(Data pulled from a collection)

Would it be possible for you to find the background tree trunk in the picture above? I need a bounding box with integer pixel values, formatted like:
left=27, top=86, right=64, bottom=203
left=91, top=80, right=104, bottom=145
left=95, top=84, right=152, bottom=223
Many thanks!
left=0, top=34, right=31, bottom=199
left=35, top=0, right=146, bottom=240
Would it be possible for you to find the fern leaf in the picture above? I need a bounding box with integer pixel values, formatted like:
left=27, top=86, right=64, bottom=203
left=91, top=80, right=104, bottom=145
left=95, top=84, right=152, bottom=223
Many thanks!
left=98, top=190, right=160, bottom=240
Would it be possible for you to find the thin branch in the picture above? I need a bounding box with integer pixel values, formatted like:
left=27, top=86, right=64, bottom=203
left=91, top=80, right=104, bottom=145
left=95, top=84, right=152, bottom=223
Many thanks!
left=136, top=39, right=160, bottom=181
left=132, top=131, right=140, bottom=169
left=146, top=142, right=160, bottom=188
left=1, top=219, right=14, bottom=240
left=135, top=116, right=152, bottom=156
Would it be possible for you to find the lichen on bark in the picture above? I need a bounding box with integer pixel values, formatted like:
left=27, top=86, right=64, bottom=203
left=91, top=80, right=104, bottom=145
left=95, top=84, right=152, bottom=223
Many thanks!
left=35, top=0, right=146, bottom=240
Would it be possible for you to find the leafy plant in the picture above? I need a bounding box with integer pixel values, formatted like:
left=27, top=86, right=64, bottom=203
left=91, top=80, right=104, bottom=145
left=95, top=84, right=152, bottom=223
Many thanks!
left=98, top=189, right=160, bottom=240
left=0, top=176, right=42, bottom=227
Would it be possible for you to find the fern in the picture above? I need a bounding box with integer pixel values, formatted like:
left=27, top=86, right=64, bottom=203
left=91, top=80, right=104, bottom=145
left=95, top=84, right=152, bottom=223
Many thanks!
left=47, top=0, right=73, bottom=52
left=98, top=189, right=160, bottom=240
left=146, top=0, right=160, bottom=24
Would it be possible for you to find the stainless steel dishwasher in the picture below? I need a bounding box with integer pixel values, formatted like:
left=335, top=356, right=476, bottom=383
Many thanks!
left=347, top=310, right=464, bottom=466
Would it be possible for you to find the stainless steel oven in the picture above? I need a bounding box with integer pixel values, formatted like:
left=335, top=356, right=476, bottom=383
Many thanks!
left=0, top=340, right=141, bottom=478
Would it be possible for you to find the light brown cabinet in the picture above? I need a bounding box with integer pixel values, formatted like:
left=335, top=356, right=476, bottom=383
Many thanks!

STATED GOAL: Can you recast every line of the rows above as a numbered list, leaving out any blank lines?

FINISHED TASK:
1. Would it be possible for you to find the background tree trunk in the picture above? I need a bounding box with integer pixel values, formatted like:
2. left=27, top=86, right=64, bottom=203
3. left=91, top=80, right=104, bottom=145
4. left=95, top=84, right=152, bottom=223
5. Many thanks!
6. left=0, top=34, right=31, bottom=199
7. left=35, top=0, right=146, bottom=240
8. Would it be possible for you to find the fern leaf in the picture above? I need a bounding box with integer pixel values, formatted like:
9. left=27, top=86, right=64, bottom=203
10. left=91, top=80, right=104, bottom=145
11. left=95, top=84, right=152, bottom=223
12. Many thanks!
13. left=98, top=190, right=160, bottom=240
14. Would it be possible for you to find the thin branch in the picture above? I need a bounding box with integer pixel values, formatted like:
15. left=27, top=86, right=64, bottom=203
16. left=91, top=80, right=104, bottom=145
17. left=95, top=84, right=152, bottom=223
18. Many thanks!
19. left=136, top=39, right=160, bottom=181
20. left=132, top=131, right=140, bottom=169
21. left=146, top=142, right=160, bottom=188
22. left=1, top=219, right=14, bottom=240
23. left=135, top=116, right=152, bottom=156
24. Would it be possible for you to find the lichen on bark in the picture above? I need a bounding box with integer pixel values, formatted like:
25. left=27, top=86, right=64, bottom=203
26. left=91, top=80, right=104, bottom=145
27. left=95, top=84, right=152, bottom=223
28. Many thanks!
29. left=35, top=0, right=146, bottom=240
30. Would it be possible for you to find the leafy plant in the picture above? I need a bounding box with integer pixel values, formatted like:
31. left=27, top=86, right=64, bottom=203
32. left=91, top=80, right=104, bottom=145
33. left=95, top=84, right=152, bottom=223
34. Many thanks!
35. left=98, top=189, right=160, bottom=240
36. left=0, top=176, right=42, bottom=227
37. Would it be possible for you to find the fern in the picture above? I need a bounding box with integer pixel values, formatted like:
38. left=27, top=86, right=64, bottom=203
39. left=91, top=80, right=104, bottom=145
40. left=95, top=84, right=152, bottom=223
41. Many thanks!
42. left=47, top=0, right=73, bottom=52
43. left=98, top=189, right=160, bottom=240
44. left=146, top=0, right=160, bottom=24
45. Would it be possible for you to find the stainless steel dishwasher in the picture below? I need a bounding box with integer pixel values, formatted like:
46. left=335, top=356, right=476, bottom=383
47. Many thanks!
48. left=347, top=310, right=464, bottom=466
49. Would it be possible for you to find the stainless steel oven in the picture above? I need a bounding box with integer pixel values, formatted like:
50. left=335, top=356, right=476, bottom=383
51. Many thanks!
52. left=0, top=340, right=141, bottom=478
53. Would it be possible for you to find the light brown cabinet in the picture above? I need a bounding box with integer pixel values, formatted like:
54. left=335, top=356, right=476, bottom=383
55. Many thanks!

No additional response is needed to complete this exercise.